### THINGS TO DO
#1 Translate this sentence from the article on access to cancer drugs into Spanish: "She also stressed how much cancer drugs had helped her."
#2 In the article on access to cancer drugs, what was Mrs Moss diagnosed with?
#3 List every place name that appears in the article on access to cancer drugs.

### SELECTED PASSAGE
##########
A CANCER survivor has told health bosses there must be greater fairness when it comes to access to life-extending cancer drugs to prevent a postcode lottery which will cost lives.

Mother-of-two Barbara Moss made her presence felt at a meeting of the National Institute for Health and Clinical Excellence (Nice) in London this month.

Mrs Moss, aged 56, of Aconbury Close, off Newtown Road, Worcester, has campaigned vociferously for cancer drugs to be made available on the NHS and for more standardised use of a Cancer Drugs Fund, a national fund set up in April to support people battling the illness.

Mrs Moss told Nice bosses that they should make sure Strategic Health Authorities are approving applications for funding treatment if clinicians think it in the best interest of patients. She also stressed how much cancer drugs had helped her. She is still alive four-and-a-half years after she was given months to life in November 2006. She was diagnosed with bowel cancer which had spread to her liver.
##########
### RECORDS SHOWN

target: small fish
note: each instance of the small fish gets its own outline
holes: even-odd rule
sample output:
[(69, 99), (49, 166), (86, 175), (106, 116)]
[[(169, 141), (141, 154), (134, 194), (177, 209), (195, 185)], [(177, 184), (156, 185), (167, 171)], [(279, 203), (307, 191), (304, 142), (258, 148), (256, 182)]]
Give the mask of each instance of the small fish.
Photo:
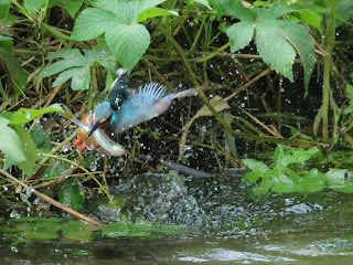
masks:
[[(72, 117), (72, 121), (79, 127), (79, 129), (84, 131), (89, 130), (89, 125)], [(101, 129), (97, 128), (92, 136), (95, 138), (95, 141), (107, 152), (109, 152), (114, 157), (121, 156), (126, 152), (122, 146), (111, 140)]]

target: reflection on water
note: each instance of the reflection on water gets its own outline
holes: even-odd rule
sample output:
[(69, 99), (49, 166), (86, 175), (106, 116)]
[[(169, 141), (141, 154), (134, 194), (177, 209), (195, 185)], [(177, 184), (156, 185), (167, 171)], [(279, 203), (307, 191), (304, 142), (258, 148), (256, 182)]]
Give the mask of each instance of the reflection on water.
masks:
[[(107, 237), (109, 233), (79, 221), (71, 221), (67, 231), (61, 219), (49, 230), (21, 223), (24, 219), (2, 220), (2, 264), (351, 264), (350, 194), (254, 198), (236, 179), (126, 178), (111, 187), (113, 194), (124, 198), (118, 211), (101, 205), (89, 210), (111, 224), (128, 216), (157, 226), (188, 225), (176, 233), (150, 225), (147, 234), (142, 223), (142, 232), (126, 226)], [(75, 223), (81, 226), (73, 227)]]

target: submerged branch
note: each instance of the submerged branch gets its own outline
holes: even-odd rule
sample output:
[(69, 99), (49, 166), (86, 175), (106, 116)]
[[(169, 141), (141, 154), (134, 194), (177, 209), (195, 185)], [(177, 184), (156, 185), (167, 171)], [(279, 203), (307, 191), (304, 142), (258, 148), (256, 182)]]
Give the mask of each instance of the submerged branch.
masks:
[(54, 199), (43, 194), (42, 192), (39, 192), (38, 190), (34, 190), (33, 188), (29, 187), (28, 184), (23, 183), (22, 181), (18, 180), (17, 178), (14, 178), (12, 174), (3, 171), (2, 169), (0, 169), (0, 173), (2, 173), (3, 176), (6, 176), (8, 179), (17, 182), (18, 184), (22, 186), (23, 188), (25, 189), (31, 189), (33, 191), (33, 193), (38, 197), (38, 198), (41, 198), (43, 201), (46, 201), (47, 203), (58, 208), (58, 209), (62, 209), (64, 210), (65, 212), (68, 212), (69, 214), (78, 218), (79, 220), (82, 221), (85, 221), (87, 224), (89, 225), (99, 225), (101, 226), (103, 224), (90, 219), (90, 218), (87, 218), (86, 215), (83, 215), (81, 214), (79, 212), (76, 212), (75, 210), (68, 208), (68, 206), (65, 206), (64, 204), (60, 203), (58, 201), (55, 201)]

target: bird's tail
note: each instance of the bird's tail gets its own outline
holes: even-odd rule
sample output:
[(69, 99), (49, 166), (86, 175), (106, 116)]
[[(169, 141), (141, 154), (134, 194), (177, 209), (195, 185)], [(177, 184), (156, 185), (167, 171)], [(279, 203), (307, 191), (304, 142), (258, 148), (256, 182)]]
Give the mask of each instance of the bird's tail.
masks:
[(182, 92), (178, 92), (175, 94), (172, 94), (173, 97), (172, 98), (181, 98), (181, 97), (186, 97), (186, 96), (195, 96), (197, 95), (197, 93), (200, 91), (206, 91), (210, 87), (206, 86), (206, 85), (202, 85), (202, 86), (199, 86), (196, 88), (190, 88), (190, 89), (186, 89), (186, 91), (182, 91)]

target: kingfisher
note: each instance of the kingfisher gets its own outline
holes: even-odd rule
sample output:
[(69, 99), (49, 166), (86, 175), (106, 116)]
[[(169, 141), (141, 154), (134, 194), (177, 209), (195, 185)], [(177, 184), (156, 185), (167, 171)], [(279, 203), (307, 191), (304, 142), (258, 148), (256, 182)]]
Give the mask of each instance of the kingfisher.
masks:
[[(168, 93), (165, 86), (150, 83), (139, 86), (137, 91), (128, 88), (127, 70), (119, 68), (106, 99), (97, 104), (93, 112), (82, 120), (89, 125), (88, 131), (81, 130), (74, 144), (78, 149), (87, 146), (97, 148), (93, 132), (99, 128), (107, 135), (118, 134), (138, 124), (150, 120), (165, 113), (174, 98), (196, 95), (205, 86), (190, 88), (178, 93)], [(82, 144), (82, 146), (78, 146)]]

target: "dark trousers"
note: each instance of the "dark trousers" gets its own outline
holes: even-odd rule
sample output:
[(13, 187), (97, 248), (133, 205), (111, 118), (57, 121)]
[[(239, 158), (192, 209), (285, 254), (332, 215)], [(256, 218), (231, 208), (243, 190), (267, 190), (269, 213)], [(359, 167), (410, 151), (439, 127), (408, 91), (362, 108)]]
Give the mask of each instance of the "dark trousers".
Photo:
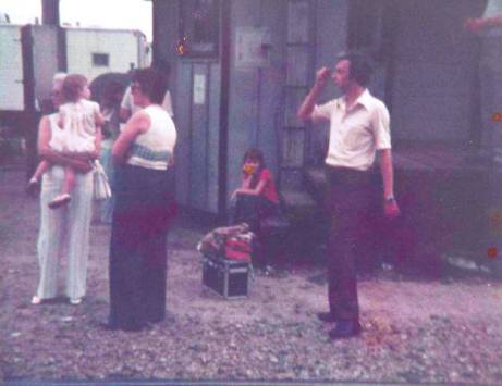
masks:
[(117, 171), (109, 265), (109, 323), (115, 327), (142, 328), (166, 316), (171, 174), (135, 166)]
[(328, 246), (328, 299), (339, 320), (358, 320), (356, 247), (368, 231), (365, 220), (370, 198), (370, 174), (327, 167), (331, 232)]

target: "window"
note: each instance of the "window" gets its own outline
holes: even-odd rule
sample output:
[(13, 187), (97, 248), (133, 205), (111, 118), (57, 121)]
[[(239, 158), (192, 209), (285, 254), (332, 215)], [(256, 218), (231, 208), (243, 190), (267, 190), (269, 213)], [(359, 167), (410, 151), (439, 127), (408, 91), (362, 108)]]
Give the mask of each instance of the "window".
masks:
[(220, 36), (219, 0), (180, 2), (179, 55), (215, 57)]
[(108, 67), (110, 65), (110, 55), (108, 53), (93, 53), (93, 66)]

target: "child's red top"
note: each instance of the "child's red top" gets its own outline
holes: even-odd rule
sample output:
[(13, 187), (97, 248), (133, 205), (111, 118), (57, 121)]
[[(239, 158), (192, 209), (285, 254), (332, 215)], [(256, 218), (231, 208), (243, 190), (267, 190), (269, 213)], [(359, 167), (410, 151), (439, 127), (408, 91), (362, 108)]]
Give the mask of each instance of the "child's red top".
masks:
[(273, 182), (272, 178), (272, 173), (268, 169), (264, 169), (260, 172), (260, 175), (258, 177), (258, 184), (259, 182), (265, 180), (265, 188), (261, 195), (269, 201), (272, 201), (273, 203), (279, 203), (279, 195), (276, 189), (276, 183)]

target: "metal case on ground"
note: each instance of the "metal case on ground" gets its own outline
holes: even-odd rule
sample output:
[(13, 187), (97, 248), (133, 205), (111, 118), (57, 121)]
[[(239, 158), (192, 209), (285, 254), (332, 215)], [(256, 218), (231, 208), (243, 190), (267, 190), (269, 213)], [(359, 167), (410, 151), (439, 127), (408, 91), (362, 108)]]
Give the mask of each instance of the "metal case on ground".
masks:
[(225, 299), (247, 297), (249, 263), (203, 256), (203, 285)]

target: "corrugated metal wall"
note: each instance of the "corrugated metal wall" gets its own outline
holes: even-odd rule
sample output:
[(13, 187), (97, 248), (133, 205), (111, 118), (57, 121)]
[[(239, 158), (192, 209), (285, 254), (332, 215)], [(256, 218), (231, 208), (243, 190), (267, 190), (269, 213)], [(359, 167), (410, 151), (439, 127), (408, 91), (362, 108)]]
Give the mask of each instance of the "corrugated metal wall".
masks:
[(396, 140), (466, 142), (472, 129), (476, 41), (463, 28), (479, 1), (400, 3), (392, 89)]

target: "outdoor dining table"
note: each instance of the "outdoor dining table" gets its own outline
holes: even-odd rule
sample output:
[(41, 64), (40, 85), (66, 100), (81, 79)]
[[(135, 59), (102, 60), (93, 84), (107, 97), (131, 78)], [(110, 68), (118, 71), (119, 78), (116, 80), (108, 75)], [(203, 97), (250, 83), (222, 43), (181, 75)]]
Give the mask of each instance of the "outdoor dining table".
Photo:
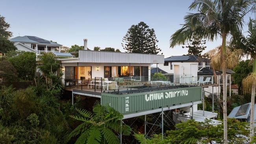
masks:
[[(107, 90), (108, 90), (108, 86), (109, 86), (109, 84), (112, 83), (114, 81), (102, 81), (102, 86), (103, 86), (103, 90), (105, 90), (105, 86), (107, 87)], [(96, 82), (96, 83), (98, 83), (96, 85), (98, 85), (99, 86), (99, 88), (100, 87), (100, 84), (102, 82), (101, 81), (99, 81), (99, 80), (97, 80), (97, 81), (91, 81), (91, 86), (92, 85), (93, 85), (94, 83)], [(89, 87), (89, 85), (88, 85), (88, 87)]]
[(151, 84), (154, 83), (162, 83), (163, 85), (171, 85), (171, 82), (169, 81), (151, 81)]

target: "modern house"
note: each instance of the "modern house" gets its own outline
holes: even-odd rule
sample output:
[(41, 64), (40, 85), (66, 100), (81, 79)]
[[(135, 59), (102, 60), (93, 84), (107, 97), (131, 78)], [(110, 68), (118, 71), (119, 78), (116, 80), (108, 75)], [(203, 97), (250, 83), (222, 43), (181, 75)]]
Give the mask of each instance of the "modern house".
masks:
[(235, 94), (238, 94), (238, 89), (239, 87), (237, 85), (231, 85), (231, 90), (233, 91), (233, 93)]
[[(17, 37), (11, 39), (10, 41), (14, 43), (18, 50), (33, 52), (38, 54), (40, 54), (42, 52), (60, 53), (60, 47), (62, 46), (56, 42), (33, 36)], [(58, 55), (58, 54), (55, 54)]]
[[(204, 90), (206, 92), (206, 95), (212, 93), (213, 90), (213, 93), (220, 94), (222, 85), (222, 72), (211, 68), (210, 60), (196, 55), (182, 55), (166, 58), (164, 61), (163, 64), (158, 64), (158, 67), (168, 73), (173, 74), (174, 83), (217, 83), (218, 86), (209, 86)], [(227, 70), (227, 85), (230, 85), (231, 75), (234, 72), (232, 70)], [(229, 87), (230, 95), (231, 92), (231, 87)]]
[[(152, 72), (164, 71), (150, 66), (163, 65), (164, 55), (88, 50), (87, 40), (84, 41), (84, 50), (79, 51), (78, 57), (59, 59), (64, 74), (63, 82), (66, 90), (72, 92), (72, 103), (76, 95), (97, 98), (102, 105), (123, 114), (124, 119), (145, 116), (145, 122), (146, 115), (161, 112), (162, 122), (169, 123), (217, 116), (216, 113), (197, 109), (202, 102), (202, 88), (216, 83), (192, 85), (156, 79), (150, 76)], [(197, 74), (198, 64), (194, 63)], [(167, 72), (164, 74), (171, 72)], [(171, 115), (164, 116), (167, 111)], [(176, 118), (171, 118), (172, 115)]]

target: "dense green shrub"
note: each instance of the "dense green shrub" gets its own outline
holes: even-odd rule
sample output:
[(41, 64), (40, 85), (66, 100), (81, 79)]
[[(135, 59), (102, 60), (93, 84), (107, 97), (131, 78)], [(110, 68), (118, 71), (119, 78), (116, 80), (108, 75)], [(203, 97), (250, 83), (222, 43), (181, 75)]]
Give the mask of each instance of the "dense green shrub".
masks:
[(9, 60), (17, 70), (19, 78), (25, 80), (33, 80), (36, 67), (35, 54), (22, 52), (13, 56), (9, 57)]

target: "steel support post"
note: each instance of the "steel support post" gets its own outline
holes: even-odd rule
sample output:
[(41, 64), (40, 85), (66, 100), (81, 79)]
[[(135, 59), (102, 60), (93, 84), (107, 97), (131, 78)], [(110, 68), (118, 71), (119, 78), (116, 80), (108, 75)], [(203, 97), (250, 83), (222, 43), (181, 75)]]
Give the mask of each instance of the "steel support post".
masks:
[(74, 105), (74, 94), (72, 92), (72, 105)]
[(120, 124), (120, 144), (122, 144), (122, 121), (121, 120), (121, 124)]
[(231, 97), (231, 75), (229, 76), (229, 96)]
[(144, 121), (144, 131), (145, 133), (145, 138), (146, 138), (146, 136), (147, 135), (147, 117), (146, 115), (145, 114), (145, 120)]
[(162, 107), (162, 140), (163, 140), (163, 111)]
[(213, 86), (212, 86), (212, 112), (214, 112), (214, 94), (213, 93)]
[(177, 109), (175, 109), (175, 129), (177, 130), (176, 124), (177, 124)]
[(192, 120), (194, 119), (194, 102), (192, 102)]
[(204, 89), (203, 88), (203, 116), (204, 116)]

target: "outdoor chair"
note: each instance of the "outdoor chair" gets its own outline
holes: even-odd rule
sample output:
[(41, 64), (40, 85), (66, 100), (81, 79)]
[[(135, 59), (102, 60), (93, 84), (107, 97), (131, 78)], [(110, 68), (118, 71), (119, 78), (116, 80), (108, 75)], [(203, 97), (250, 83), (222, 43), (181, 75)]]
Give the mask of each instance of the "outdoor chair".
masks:
[(111, 83), (108, 84), (108, 89), (113, 90), (118, 89), (117, 82), (116, 81), (113, 81)]
[(211, 77), (207, 77), (205, 79), (205, 81), (202, 82), (199, 82), (199, 84), (200, 83), (202, 83), (203, 85), (204, 85), (206, 83), (208, 83), (210, 82), (210, 80), (211, 80)]
[(200, 84), (200, 83), (203, 83), (204, 82), (204, 77), (199, 77), (199, 79), (198, 79), (198, 81), (192, 81), (192, 84), (196, 84), (197, 85), (198, 83), (199, 84)]

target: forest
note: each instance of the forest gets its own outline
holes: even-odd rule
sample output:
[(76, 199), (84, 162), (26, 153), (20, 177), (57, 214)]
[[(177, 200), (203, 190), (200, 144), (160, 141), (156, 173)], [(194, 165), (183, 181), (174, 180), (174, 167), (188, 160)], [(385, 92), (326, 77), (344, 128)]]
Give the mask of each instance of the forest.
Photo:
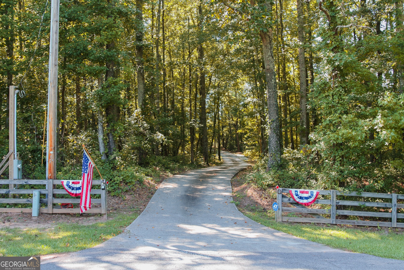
##########
### EXPECTED RESULTS
#1 También subrayó cuánto la habían ayudado los medicamentos contra el cáncer.

#2 Bowel cancer that had spread to her liver.

#3 London, Aconbury Close, Newtown Road, Worcester